Written instruction: Write out each line of the items below word for word, and leave out the pictures.

Given data:

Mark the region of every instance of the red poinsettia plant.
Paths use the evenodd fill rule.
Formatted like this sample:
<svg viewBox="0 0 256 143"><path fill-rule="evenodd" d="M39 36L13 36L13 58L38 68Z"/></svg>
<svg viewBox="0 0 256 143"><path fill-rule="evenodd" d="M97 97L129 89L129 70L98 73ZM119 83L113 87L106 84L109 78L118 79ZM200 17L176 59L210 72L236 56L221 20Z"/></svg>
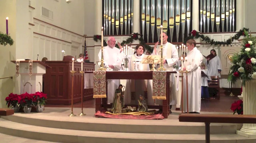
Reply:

Worked solution:
Mark the region of every instance of the red poinsettia plant.
Paths use the evenodd fill rule.
Formatted like this sample:
<svg viewBox="0 0 256 143"><path fill-rule="evenodd" d="M39 36L13 36L13 58L38 68Z"/></svg>
<svg viewBox="0 0 256 143"><path fill-rule="evenodd" d="M97 97L129 89L129 70L98 73ZM119 83L113 87L106 84L109 78L118 79ZM200 17L176 59L210 72L236 56L221 20Z"/></svg>
Reply:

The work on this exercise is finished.